╭─ EXERCISE MATERIAL

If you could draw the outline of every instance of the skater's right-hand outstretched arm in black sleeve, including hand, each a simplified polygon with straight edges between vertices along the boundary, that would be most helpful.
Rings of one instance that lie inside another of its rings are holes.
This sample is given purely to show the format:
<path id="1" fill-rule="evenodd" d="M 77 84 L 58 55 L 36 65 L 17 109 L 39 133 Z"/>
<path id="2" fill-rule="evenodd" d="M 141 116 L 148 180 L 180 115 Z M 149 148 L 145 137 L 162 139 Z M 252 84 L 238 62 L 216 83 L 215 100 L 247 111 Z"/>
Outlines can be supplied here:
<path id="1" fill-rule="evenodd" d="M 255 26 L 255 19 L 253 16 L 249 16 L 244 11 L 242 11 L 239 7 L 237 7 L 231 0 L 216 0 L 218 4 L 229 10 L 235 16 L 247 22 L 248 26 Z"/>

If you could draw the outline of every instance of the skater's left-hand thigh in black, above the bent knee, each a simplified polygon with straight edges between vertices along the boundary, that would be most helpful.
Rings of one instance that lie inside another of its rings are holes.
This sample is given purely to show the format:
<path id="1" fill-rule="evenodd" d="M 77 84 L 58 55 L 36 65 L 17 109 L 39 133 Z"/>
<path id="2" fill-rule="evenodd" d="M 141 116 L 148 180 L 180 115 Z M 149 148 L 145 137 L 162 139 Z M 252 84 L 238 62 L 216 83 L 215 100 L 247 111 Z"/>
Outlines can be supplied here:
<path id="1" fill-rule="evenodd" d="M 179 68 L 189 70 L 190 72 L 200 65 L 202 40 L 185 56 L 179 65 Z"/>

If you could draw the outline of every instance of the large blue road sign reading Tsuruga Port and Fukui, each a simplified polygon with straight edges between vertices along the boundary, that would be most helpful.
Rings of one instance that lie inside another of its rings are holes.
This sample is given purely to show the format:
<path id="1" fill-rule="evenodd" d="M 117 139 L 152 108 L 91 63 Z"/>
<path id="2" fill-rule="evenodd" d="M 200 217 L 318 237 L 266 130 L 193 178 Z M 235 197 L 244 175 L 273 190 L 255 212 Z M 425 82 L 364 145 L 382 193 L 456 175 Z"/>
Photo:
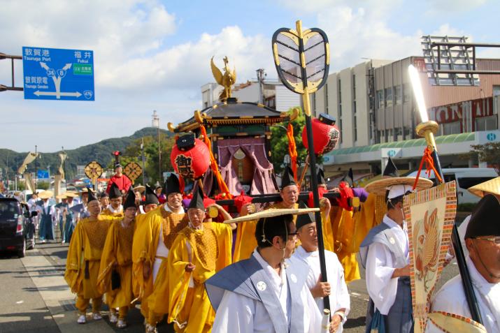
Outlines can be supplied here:
<path id="1" fill-rule="evenodd" d="M 94 101 L 94 52 L 22 47 L 24 99 Z"/>

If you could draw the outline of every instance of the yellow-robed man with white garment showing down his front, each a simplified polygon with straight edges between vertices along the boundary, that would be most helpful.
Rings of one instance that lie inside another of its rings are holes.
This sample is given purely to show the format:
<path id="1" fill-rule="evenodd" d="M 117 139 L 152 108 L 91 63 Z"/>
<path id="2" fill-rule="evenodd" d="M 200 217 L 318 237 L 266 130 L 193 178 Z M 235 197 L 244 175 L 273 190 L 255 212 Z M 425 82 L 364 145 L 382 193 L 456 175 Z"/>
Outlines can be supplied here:
<path id="1" fill-rule="evenodd" d="M 160 267 L 166 265 L 173 240 L 188 221 L 176 175 L 170 175 L 164 187 L 165 204 L 136 218 L 132 246 L 134 295 L 141 300 L 146 332 L 155 332 L 158 321 L 168 312 L 168 272 Z M 157 290 L 156 295 L 152 295 L 153 290 Z"/>

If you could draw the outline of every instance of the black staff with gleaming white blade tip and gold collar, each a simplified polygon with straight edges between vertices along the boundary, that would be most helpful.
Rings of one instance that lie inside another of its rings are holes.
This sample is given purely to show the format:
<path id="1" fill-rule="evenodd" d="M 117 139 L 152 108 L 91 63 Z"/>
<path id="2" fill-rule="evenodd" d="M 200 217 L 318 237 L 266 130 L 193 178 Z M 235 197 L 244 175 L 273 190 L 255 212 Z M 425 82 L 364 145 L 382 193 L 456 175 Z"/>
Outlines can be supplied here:
<path id="1" fill-rule="evenodd" d="M 438 123 L 436 121 L 429 121 L 429 116 L 427 115 L 427 108 L 425 108 L 424 94 L 422 92 L 422 85 L 420 84 L 420 77 L 413 65 L 408 66 L 408 73 L 410 75 L 410 81 L 413 86 L 413 93 L 415 94 L 415 99 L 417 101 L 418 110 L 420 112 L 420 119 L 422 123 L 417 125 L 416 132 L 422 138 L 425 138 L 427 142 L 427 151 L 430 151 L 432 160 L 434 161 L 434 168 L 437 172 L 435 177 L 438 182 L 443 183 L 443 171 L 441 170 L 441 163 L 439 162 L 438 151 L 436 149 L 436 141 L 434 140 L 434 134 L 438 131 Z M 474 293 L 471 275 L 469 274 L 469 269 L 464 257 L 464 250 L 462 249 L 462 244 L 460 242 L 457 225 L 453 224 L 452 230 L 452 242 L 453 249 L 455 249 L 455 257 L 457 258 L 457 264 L 460 271 L 460 276 L 462 276 L 462 285 L 464 286 L 464 292 L 467 299 L 467 304 L 469 304 L 469 310 L 471 311 L 472 319 L 476 322 L 483 324 L 483 319 L 481 318 L 481 313 L 478 307 L 478 300 L 476 299 L 476 294 Z"/>

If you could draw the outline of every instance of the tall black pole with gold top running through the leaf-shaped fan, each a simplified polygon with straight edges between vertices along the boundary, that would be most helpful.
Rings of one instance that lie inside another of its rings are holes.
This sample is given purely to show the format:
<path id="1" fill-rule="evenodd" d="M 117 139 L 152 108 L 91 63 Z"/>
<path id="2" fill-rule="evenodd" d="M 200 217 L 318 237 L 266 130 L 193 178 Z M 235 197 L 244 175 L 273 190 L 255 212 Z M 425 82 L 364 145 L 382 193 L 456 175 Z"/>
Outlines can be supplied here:
<path id="1" fill-rule="evenodd" d="M 308 82 L 307 82 L 307 72 L 306 64 L 303 61 L 306 58 L 303 56 L 303 39 L 302 39 L 302 22 L 297 21 L 297 34 L 299 34 L 299 54 L 301 59 L 301 76 L 304 94 L 303 96 L 303 112 L 306 115 L 306 134 L 308 142 L 308 154 L 310 161 L 310 183 L 311 191 L 313 192 L 313 202 L 314 207 L 320 207 L 320 195 L 317 193 L 317 177 L 316 177 L 316 156 L 314 154 L 314 140 L 313 140 L 313 125 L 310 119 L 310 101 L 308 92 Z M 322 282 L 327 282 L 327 265 L 324 258 L 324 243 L 323 243 L 323 227 L 321 223 L 321 212 L 315 212 L 316 219 L 316 230 L 317 230 L 317 250 L 320 255 L 320 270 L 321 270 L 321 280 Z M 323 297 L 324 309 L 330 310 L 330 299 L 329 297 Z"/>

╰─

**TASK INSTRUCTIONS**. Give back the records above exactly. Pictures stay out.

**COMPLETED EXERCISE**.
If you could draw the outline of every instance of the skater's right-hand outstretched arm in black sleeve, including hand, each a simplified polygon with straight edges between vertices along the boundary, that would be most helpful.
Rings of one instance that lie inside another of its rings are holes.
This sample is given purely to show the format:
<path id="1" fill-rule="evenodd" d="M 77 84 L 58 55 L 36 65 L 17 109 L 39 133 Z"/>
<path id="2" fill-rule="evenodd" d="M 141 116 L 148 180 L 180 115 Z M 149 148 L 145 137 L 162 139 Z M 252 84 L 238 62 L 216 83 L 215 100 L 247 111 Z"/>
Outlines can be supplied here:
<path id="1" fill-rule="evenodd" d="M 255 26 L 255 19 L 253 16 L 249 16 L 244 11 L 242 11 L 239 7 L 237 7 L 231 0 L 216 0 L 218 4 L 229 10 L 235 16 L 247 22 L 248 26 Z"/>

If you could draw the outline of every instance of the skater's left-hand thigh in black, above the bent knee, each a simplified polygon with straight edges between vertices along the boundary, that would be most helpful.
Rings of one instance that lie inside another of its rings are holes.
This sample is given purely to show the format:
<path id="1" fill-rule="evenodd" d="M 77 84 L 58 55 L 36 65 L 17 109 L 39 133 Z"/>
<path id="2" fill-rule="evenodd" d="M 141 116 L 148 180 L 180 115 Z M 149 148 L 145 137 L 162 139 Z M 252 84 L 238 62 L 216 83 L 215 100 L 247 111 Z"/>
Outlines can be supplied here:
<path id="1" fill-rule="evenodd" d="M 179 68 L 189 70 L 190 72 L 200 65 L 202 40 L 185 56 L 179 65 Z"/>

If you could draw the outline of every instance of the large blue road sign reading Tsuruga Port and Fukui, each a simplified polygon with straight edges between vertices along the boundary, that would be most helpful.
Rings of one instance that lie inside another of its rings are holes.
This sample is given purely to show the format:
<path id="1" fill-rule="evenodd" d="M 117 139 L 152 108 L 91 63 Z"/>
<path id="2" fill-rule="evenodd" d="M 200 217 L 318 237 L 266 130 L 193 178 Z M 235 197 L 244 175 L 273 190 L 255 212 Z M 425 82 L 364 145 L 382 193 L 456 175 Z"/>
Photo:
Outlines can be supplied here:
<path id="1" fill-rule="evenodd" d="M 94 101 L 94 52 L 22 47 L 24 99 Z"/>

If you could draw the outline of every instance of the yellow-robed man with white garment showing down his front, each a simplified polygon with straight edges between vertices along the boundary, that would be most helpful.
Rings of one instance that lie inside another of its rings are holes.
This sample is given purely to show the format:
<path id="1" fill-rule="evenodd" d="M 117 139 L 152 108 L 91 63 Z"/>
<path id="2" fill-rule="evenodd" d="M 200 217 L 318 237 L 266 130 L 193 178 Z M 235 197 L 244 175 L 273 190 L 255 212 Z M 425 82 L 364 145 L 382 193 L 456 175 Z"/>
Outlines can be supplied here:
<path id="1" fill-rule="evenodd" d="M 160 267 L 166 265 L 173 240 L 188 221 L 176 175 L 170 175 L 164 187 L 165 204 L 136 218 L 132 246 L 134 295 L 141 300 L 146 332 L 155 332 L 158 321 L 168 312 L 168 272 Z M 157 290 L 156 295 L 152 295 L 153 290 Z"/>

If you could draw the outline of every instance of the black staff with gleaming white blade tip and gold collar, each a simplified polygon with straight edges between vertices along the boundary, that would be most helpful.
Rings of one instance that lie inside another of its rings are holes.
This sample is given purely to show the format:
<path id="1" fill-rule="evenodd" d="M 117 139 L 152 108 L 91 63 Z"/>
<path id="2" fill-rule="evenodd" d="M 200 217 L 318 237 L 266 130 L 193 178 Z M 235 197 L 244 175 L 273 190 L 255 212 Z M 425 82 L 364 145 L 382 193 L 456 175 Z"/>
Outlines can be supplied here:
<path id="1" fill-rule="evenodd" d="M 438 123 L 436 121 L 429 121 L 429 116 L 427 115 L 427 108 L 425 108 L 424 94 L 422 92 L 422 85 L 420 84 L 420 77 L 413 65 L 408 66 L 408 73 L 410 75 L 410 81 L 413 86 L 413 93 L 415 94 L 415 99 L 417 101 L 418 110 L 420 112 L 420 119 L 422 123 L 417 125 L 416 132 L 422 138 L 425 138 L 427 142 L 427 151 L 430 151 L 432 160 L 434 161 L 434 168 L 437 172 L 435 177 L 438 182 L 443 183 L 443 171 L 441 170 L 441 163 L 439 162 L 438 151 L 436 149 L 436 141 L 434 140 L 434 134 L 438 131 Z M 474 293 L 471 275 L 469 274 L 469 269 L 464 257 L 464 250 L 462 249 L 462 244 L 460 242 L 457 225 L 453 224 L 452 230 L 452 242 L 453 249 L 455 249 L 455 257 L 457 258 L 457 264 L 460 271 L 460 276 L 462 276 L 462 285 L 464 286 L 464 292 L 467 299 L 467 304 L 469 304 L 469 310 L 471 311 L 472 319 L 476 322 L 483 324 L 483 319 L 481 318 L 481 313 L 478 307 L 478 300 L 476 299 L 476 294 Z"/>

If you could draw the outline of every instance of the tall black pole with gold top running through the leaf-shaped fan, each a simplified polygon with straight edges between vertices along the boundary, that would be most helpful.
Rings of one instance that lie inside another of its rings are holes.
This sample is given purely to show the format:
<path id="1" fill-rule="evenodd" d="M 117 139 L 152 108 L 91 63 Z"/>
<path id="2" fill-rule="evenodd" d="M 200 217 L 318 237 L 266 130 L 193 178 Z M 235 197 L 244 175 L 273 190 L 255 212 Z M 425 82 L 364 145 L 382 193 L 456 175 Z"/>
Outlines can be supplied here:
<path id="1" fill-rule="evenodd" d="M 308 82 L 307 82 L 307 72 L 306 64 L 303 61 L 306 58 L 303 56 L 303 39 L 302 39 L 302 22 L 297 21 L 297 34 L 299 34 L 299 54 L 301 59 L 301 76 L 304 94 L 303 96 L 303 112 L 306 115 L 306 134 L 308 142 L 308 154 L 310 161 L 310 183 L 311 191 L 313 192 L 313 202 L 314 207 L 320 207 L 320 195 L 317 193 L 317 177 L 316 177 L 316 156 L 314 154 L 314 140 L 313 140 L 313 125 L 310 119 L 310 101 L 308 92 Z M 322 282 L 327 282 L 327 265 L 324 258 L 324 243 L 323 243 L 323 227 L 321 223 L 321 212 L 315 212 L 316 219 L 316 230 L 317 230 L 317 250 L 320 255 L 320 270 L 321 270 L 321 280 Z M 323 297 L 324 309 L 330 310 L 330 299 L 329 297 Z"/>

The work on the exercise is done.